→ **WORK REQUEST**:
Scan the records for the string "volcano", then copy each line that has it.

'''

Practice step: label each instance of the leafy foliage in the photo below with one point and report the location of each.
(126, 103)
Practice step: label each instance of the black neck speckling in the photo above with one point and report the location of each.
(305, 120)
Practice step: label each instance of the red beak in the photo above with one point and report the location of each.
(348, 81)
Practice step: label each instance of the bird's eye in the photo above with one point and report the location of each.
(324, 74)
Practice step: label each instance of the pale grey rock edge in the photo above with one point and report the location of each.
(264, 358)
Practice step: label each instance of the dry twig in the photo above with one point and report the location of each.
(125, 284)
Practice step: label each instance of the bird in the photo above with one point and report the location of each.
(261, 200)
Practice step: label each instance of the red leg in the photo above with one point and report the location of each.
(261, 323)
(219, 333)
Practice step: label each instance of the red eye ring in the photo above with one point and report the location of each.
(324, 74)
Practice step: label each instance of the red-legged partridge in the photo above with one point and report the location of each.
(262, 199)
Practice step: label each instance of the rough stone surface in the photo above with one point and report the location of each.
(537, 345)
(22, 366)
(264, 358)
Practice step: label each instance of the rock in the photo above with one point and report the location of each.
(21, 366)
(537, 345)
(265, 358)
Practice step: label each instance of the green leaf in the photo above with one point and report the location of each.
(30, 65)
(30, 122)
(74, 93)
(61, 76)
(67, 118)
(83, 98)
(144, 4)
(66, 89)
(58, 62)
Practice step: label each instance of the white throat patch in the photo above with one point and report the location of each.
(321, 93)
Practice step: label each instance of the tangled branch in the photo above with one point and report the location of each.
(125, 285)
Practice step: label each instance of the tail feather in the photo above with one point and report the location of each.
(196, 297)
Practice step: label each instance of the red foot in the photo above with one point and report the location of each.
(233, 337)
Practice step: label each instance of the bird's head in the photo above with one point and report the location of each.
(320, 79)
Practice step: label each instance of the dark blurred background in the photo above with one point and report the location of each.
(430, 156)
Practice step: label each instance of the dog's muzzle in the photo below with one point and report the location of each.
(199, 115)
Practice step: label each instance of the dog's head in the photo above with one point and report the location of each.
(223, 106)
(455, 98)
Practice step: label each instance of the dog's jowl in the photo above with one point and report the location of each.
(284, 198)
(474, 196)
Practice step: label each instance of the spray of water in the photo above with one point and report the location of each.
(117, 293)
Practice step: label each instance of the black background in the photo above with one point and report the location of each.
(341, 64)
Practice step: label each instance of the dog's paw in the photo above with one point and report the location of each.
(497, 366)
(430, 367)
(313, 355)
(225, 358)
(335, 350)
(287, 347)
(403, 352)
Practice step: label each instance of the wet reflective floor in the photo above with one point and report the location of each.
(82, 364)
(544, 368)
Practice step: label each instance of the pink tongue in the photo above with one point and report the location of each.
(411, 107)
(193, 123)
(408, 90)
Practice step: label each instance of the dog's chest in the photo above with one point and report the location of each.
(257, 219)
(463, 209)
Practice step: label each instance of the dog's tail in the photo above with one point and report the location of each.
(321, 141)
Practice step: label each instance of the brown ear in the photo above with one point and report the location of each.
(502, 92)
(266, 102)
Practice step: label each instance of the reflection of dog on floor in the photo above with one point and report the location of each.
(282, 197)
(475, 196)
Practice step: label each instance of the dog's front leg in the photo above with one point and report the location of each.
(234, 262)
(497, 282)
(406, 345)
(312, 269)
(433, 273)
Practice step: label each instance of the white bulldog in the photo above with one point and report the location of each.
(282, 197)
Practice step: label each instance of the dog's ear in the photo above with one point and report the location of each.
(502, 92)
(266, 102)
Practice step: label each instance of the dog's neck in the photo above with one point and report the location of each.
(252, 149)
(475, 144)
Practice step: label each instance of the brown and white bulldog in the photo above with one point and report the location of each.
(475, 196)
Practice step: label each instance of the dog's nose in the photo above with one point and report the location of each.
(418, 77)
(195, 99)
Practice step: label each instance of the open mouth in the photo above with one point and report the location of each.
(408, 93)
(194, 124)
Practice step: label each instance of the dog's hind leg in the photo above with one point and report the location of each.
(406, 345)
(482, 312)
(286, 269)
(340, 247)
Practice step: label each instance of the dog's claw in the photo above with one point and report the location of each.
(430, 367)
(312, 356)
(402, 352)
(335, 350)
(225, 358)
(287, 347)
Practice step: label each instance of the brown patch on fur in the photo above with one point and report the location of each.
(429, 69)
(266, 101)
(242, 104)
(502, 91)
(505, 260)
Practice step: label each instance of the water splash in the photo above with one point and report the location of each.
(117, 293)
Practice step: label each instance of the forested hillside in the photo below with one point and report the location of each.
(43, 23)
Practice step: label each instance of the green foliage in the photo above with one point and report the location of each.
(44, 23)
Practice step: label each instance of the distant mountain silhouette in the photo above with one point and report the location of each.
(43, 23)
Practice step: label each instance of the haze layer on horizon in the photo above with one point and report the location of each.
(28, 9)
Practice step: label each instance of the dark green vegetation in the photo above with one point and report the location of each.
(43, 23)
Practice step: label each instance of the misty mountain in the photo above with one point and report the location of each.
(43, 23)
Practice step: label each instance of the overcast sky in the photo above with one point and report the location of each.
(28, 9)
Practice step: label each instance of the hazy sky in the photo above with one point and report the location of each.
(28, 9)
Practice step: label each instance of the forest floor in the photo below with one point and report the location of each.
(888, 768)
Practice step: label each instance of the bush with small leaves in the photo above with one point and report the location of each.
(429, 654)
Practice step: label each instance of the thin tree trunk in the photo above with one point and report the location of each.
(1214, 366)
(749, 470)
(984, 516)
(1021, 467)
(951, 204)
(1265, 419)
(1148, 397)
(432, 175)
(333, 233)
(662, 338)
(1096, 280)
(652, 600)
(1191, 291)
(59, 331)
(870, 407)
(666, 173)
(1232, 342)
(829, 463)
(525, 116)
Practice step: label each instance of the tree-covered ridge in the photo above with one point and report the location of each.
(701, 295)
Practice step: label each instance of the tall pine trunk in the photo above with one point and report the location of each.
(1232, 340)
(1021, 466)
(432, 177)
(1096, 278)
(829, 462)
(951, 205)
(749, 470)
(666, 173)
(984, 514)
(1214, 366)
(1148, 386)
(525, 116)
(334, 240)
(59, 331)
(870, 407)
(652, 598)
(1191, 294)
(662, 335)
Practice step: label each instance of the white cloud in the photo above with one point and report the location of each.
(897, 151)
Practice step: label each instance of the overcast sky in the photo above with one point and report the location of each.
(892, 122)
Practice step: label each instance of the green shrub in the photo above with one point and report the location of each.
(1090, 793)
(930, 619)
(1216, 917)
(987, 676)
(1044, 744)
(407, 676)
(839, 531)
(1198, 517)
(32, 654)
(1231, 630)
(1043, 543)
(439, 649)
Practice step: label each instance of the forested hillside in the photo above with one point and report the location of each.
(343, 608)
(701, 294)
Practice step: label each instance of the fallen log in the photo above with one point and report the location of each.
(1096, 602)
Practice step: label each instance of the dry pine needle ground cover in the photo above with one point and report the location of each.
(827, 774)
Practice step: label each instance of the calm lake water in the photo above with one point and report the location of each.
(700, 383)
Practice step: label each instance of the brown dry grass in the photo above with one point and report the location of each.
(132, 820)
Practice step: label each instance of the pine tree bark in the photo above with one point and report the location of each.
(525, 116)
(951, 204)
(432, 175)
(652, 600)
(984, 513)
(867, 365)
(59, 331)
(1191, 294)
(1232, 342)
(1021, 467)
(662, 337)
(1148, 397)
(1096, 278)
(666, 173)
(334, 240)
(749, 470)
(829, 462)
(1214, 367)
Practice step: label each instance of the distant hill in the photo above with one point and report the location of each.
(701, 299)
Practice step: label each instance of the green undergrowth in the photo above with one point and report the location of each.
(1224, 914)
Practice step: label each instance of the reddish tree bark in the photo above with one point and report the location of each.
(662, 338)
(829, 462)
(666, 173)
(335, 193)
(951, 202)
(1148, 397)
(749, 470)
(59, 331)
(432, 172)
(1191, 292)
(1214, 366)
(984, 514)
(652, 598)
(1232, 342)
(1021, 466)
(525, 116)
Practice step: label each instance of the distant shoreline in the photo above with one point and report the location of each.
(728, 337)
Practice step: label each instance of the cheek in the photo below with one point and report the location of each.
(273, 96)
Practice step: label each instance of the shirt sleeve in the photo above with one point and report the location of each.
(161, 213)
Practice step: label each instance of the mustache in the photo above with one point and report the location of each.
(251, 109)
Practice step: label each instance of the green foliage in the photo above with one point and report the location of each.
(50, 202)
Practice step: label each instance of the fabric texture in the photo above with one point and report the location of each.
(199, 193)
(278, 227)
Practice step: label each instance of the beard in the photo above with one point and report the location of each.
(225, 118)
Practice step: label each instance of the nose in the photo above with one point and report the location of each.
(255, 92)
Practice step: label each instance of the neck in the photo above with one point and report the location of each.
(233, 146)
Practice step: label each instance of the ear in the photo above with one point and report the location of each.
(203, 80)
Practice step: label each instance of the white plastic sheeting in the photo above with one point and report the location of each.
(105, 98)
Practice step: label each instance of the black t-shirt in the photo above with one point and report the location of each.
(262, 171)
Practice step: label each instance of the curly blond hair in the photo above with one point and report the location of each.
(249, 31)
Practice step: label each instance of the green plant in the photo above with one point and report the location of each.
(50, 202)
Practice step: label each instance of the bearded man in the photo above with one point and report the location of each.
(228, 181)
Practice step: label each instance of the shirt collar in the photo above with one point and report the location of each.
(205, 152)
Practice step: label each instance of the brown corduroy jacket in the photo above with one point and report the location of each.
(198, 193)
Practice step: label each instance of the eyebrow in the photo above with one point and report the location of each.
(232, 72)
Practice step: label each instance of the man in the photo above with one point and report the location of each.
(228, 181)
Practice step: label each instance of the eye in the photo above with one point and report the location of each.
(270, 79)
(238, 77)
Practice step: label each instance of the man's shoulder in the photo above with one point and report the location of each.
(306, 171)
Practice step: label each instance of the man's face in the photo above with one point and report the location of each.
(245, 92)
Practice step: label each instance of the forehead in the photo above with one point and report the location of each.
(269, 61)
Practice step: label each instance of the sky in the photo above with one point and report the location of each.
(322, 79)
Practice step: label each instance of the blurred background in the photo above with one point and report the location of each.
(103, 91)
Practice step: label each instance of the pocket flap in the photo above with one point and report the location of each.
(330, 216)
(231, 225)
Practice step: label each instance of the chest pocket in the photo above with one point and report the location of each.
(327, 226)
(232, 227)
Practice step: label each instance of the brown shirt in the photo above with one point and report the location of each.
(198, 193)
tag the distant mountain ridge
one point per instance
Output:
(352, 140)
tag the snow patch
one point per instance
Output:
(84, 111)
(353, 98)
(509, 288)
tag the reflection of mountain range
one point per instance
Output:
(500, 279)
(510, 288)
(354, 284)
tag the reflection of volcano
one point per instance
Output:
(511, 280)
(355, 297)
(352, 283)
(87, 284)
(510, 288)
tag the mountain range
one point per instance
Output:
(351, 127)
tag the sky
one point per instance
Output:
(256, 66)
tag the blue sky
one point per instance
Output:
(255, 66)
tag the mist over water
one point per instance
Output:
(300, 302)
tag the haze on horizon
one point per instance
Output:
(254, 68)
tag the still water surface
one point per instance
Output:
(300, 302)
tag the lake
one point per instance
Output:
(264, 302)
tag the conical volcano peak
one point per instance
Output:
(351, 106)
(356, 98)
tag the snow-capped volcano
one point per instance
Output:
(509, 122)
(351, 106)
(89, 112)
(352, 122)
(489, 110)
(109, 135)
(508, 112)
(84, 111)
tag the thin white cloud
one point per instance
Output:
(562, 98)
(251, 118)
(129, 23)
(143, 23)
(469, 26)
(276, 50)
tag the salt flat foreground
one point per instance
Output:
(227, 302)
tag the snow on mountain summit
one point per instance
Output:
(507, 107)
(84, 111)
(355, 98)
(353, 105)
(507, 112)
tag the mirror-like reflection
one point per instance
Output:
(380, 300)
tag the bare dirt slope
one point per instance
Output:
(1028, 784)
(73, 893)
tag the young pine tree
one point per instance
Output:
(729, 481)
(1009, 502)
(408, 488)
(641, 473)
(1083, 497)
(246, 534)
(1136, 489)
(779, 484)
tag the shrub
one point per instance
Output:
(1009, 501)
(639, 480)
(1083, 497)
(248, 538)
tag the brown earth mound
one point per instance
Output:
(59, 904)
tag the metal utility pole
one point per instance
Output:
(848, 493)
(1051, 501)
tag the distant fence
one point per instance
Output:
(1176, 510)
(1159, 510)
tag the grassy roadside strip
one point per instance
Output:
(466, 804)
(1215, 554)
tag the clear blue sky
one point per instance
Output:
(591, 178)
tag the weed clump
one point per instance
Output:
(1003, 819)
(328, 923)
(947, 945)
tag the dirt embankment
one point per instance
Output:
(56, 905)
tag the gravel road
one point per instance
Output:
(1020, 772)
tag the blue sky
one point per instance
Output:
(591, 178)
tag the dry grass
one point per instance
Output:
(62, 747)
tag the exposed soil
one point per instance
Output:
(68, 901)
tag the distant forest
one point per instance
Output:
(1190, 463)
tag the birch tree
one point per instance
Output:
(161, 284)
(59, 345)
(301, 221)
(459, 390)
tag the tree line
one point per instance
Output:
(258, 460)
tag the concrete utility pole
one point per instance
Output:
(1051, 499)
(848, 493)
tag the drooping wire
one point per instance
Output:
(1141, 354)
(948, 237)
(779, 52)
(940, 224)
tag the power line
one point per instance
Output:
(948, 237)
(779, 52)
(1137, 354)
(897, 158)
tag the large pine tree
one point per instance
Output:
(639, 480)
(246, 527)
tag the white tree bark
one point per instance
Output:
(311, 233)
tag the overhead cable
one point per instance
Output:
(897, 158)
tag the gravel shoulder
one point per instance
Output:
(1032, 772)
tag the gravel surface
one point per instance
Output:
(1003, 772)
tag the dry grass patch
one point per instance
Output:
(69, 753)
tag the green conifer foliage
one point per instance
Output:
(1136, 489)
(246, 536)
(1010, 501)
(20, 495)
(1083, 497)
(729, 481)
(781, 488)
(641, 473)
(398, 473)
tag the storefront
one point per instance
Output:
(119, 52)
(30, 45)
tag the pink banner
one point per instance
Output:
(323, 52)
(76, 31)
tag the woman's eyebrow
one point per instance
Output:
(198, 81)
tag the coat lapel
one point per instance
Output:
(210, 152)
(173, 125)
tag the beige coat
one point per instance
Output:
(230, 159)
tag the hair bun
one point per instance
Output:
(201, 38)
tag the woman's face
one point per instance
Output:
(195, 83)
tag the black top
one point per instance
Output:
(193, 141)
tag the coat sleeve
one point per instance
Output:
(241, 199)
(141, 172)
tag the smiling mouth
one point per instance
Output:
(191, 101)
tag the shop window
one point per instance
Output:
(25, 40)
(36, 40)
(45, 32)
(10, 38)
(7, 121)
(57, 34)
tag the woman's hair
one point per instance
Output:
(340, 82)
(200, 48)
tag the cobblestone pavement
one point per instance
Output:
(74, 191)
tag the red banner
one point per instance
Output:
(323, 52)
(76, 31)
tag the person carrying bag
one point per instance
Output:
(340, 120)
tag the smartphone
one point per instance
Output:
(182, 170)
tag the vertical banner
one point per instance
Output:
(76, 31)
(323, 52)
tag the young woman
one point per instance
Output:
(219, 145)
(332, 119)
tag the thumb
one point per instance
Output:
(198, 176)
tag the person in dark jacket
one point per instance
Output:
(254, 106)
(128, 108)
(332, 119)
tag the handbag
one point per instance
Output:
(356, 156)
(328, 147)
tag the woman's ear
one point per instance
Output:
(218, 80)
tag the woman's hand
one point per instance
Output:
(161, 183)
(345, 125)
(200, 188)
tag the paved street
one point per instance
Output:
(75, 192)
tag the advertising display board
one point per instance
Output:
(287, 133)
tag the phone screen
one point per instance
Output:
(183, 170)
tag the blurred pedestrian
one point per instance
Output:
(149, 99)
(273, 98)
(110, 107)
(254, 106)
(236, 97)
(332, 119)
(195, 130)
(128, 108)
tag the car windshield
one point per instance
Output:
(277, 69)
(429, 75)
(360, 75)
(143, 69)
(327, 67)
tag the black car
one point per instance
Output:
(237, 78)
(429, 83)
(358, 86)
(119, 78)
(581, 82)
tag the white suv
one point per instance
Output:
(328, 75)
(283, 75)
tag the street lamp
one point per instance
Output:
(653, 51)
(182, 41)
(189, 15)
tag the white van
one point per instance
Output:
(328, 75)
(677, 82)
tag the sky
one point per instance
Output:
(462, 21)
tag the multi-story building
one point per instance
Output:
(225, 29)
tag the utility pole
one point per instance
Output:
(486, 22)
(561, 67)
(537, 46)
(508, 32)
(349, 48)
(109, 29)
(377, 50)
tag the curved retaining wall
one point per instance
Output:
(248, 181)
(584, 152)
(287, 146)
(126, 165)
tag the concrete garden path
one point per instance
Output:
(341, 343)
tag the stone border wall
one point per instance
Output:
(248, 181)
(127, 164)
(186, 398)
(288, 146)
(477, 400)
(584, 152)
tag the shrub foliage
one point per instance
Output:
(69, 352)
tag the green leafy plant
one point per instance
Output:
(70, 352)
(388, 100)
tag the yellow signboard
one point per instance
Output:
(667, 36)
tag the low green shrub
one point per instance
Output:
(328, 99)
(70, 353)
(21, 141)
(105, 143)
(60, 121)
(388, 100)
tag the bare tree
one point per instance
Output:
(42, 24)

'''

→ **OUTPUT**:
tag the reflection of volcano
tag the conical volcano peak
tag the snow-capped volcano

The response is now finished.